_EXERCISE AIM_: Reproduce each of the following items line for line, without any alteration.

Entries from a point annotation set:

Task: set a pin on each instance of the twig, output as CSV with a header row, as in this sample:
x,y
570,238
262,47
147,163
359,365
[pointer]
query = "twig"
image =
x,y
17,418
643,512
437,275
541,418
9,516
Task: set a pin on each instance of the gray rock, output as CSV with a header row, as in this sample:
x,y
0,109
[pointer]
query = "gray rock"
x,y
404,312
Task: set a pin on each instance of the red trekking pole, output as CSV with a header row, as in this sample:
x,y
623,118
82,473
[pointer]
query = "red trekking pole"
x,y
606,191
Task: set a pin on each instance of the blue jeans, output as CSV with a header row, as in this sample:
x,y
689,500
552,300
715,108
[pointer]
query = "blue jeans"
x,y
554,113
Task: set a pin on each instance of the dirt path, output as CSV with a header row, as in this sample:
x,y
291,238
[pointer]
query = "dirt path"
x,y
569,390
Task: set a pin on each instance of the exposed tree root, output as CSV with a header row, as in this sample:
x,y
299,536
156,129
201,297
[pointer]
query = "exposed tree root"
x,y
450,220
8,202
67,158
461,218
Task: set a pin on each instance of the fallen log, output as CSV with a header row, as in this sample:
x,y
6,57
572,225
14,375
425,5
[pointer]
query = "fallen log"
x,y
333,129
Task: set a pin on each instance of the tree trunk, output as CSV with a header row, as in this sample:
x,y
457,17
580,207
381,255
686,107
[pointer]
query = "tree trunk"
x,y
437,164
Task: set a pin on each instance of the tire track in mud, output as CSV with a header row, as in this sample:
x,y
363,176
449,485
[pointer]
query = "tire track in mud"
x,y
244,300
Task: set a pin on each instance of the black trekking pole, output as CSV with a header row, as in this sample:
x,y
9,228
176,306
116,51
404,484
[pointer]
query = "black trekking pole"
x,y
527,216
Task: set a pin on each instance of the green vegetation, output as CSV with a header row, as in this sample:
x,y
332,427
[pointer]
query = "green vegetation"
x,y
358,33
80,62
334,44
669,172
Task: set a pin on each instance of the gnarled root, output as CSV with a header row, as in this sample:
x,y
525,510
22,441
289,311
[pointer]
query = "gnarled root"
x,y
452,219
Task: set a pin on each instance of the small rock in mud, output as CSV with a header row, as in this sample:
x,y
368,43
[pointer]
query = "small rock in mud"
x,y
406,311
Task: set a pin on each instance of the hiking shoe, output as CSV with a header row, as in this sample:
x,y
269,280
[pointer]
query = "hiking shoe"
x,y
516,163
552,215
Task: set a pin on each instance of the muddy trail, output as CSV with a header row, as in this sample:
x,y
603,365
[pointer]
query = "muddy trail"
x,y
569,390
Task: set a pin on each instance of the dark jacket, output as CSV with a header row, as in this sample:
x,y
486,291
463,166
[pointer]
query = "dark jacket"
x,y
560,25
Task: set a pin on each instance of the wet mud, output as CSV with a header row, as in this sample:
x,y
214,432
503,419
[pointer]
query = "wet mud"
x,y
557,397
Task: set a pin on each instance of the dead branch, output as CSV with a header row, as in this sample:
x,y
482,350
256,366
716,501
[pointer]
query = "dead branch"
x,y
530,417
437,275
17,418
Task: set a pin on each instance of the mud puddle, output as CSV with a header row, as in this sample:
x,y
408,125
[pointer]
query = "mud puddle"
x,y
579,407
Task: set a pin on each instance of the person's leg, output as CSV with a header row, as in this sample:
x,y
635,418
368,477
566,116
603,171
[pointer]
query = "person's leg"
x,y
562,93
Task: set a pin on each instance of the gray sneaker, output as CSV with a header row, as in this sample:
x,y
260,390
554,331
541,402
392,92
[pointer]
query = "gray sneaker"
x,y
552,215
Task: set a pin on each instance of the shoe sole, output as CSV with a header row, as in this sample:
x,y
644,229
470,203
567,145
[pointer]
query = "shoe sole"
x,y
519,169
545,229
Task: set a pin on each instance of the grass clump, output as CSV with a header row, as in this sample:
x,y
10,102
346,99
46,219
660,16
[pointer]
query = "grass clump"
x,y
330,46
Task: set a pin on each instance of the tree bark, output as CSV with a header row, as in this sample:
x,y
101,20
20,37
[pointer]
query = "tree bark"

_TASK RESPONSE_:
Task: set a pin on each instance of the twig, output as CSV with a header row, as in this sample:
x,y
570,238
262,47
147,163
359,365
[pointer]
query = "twig"
image =
x,y
17,418
643,512
437,275
541,418
9,516
Task: set a pin on each instance of the gray rock, output as CSV with a header row, as in this sample:
x,y
0,109
[pointer]
query = "gray rock"
x,y
404,312
Task: set a pin on each instance of the red trekking pole, output as CSV with a header row, as in this sample:
x,y
623,118
82,473
[pointer]
query = "red trekking pole"
x,y
606,191
Task: set a pin on each instance of the blue jeans, output as CSV with a header row, as in this sample:
x,y
689,500
552,300
715,108
[pointer]
query = "blue jeans"
x,y
554,113
Task: set a pin on each instance of the dirt path, output as CSV with a header row, as in this sample:
x,y
291,238
[pointer]
query = "dirt path"
x,y
569,390
Task: set a pin on each instance of the exposed tree root, output as CSV with a header row, as in this sample:
x,y
299,536
156,129
201,297
[pointer]
query = "exposed tree root"
x,y
450,220
8,202
67,158
461,218
Task: set a pin on each instance of the fallen log, output as CSV with a header row, as in this sample:
x,y
6,57
572,225
14,375
425,5
[pointer]
query = "fallen log"
x,y
333,129
Task: set a pin on each instance of the tree trunk, output as CSV with a header row, as in this sample:
x,y
457,17
580,207
381,255
686,107
[pointer]
query = "tree trunk"
x,y
437,164
Task: set a pin on each instance of the tire track in mud, output as CSV with a header row, as in this sample:
x,y
363,176
449,485
[pointer]
query = "tire track in mud"
x,y
244,300
Task: set a pin on each instance of the black trekking pole, output as CSV with a header row, as in this sample:
x,y
9,228
176,306
116,51
404,484
[pointer]
query = "black trekking pole"
x,y
527,216
Task: set a pin on each instance of the green vegetation, output as CSV with a header row, as in this sample:
x,y
332,427
[pointer]
query = "green vegetation"
x,y
358,33
80,62
334,44
669,172
Task: set a pin on each instance of the gnarled root, output as CSV with a header row, as in this sample:
x,y
525,510
22,441
289,311
[pointer]
query = "gnarled root"
x,y
452,219
Task: set a pin on each instance of the small rock in mud, output as CSV with a header row, as in this sample:
x,y
368,43
[pointer]
query = "small rock in mud"
x,y
406,311
Task: set a pin on each instance of the hiking shoe, output as CSV with a header row, as in this sample:
x,y
269,280
[pointer]
query = "hiking shoe"
x,y
516,163
552,215
Task: set a pin on each instance of the muddy trail, output as CSV with a header row, as in this sample:
x,y
603,365
[pointer]
query = "muddy trail"
x,y
569,390
Task: set a pin on each instance of the dark jacket, output as CSV with a header row, as in this sample:
x,y
486,291
463,166
[pointer]
query = "dark jacket"
x,y
560,25
Task: set a pin on each instance of the wet mud, output as CSV with a header row, as in this sample:
x,y
214,432
503,419
[pointer]
query = "wet mud"
x,y
557,397
Task: set a pin on each instance of the dead branch, output as CSV with a header row, as in this sample:
x,y
482,350
256,366
716,501
[pointer]
query = "dead branch"
x,y
530,417
437,275
17,418
Task: set a pin on each instance of the mud puddle, output as CSV with a header row, as in this sample:
x,y
408,125
[pointer]
query = "mud puddle"
x,y
579,407
Task: set a pin on each instance of the person's leg, output as CSV with a header row, as in this sample:
x,y
635,418
368,477
566,116
603,171
[pointer]
query = "person's leg"
x,y
562,93
Task: set a pin on each instance of the gray sneaker, output as CSV with a header row, as in this sample:
x,y
260,390
554,331
541,402
392,92
[pointer]
query = "gray sneaker"
x,y
552,215
Task: set a pin on each instance of the shoe sole, output as CSV with a header row, as in this sample:
x,y
644,229
470,203
567,145
[pointer]
query = "shoe sole"
x,y
519,169
545,229
Task: set a pin on each instance of the grass clump, output as CSV with a header row, as in this sample:
x,y
10,102
346,99
46,219
660,16
[pointer]
query = "grass clump"
x,y
330,46
Task: set a pin on each instance of the tree bark, output as CSV with a header row, as in this sample:
x,y
101,20
20,37
[pointer]
query = "tree bark"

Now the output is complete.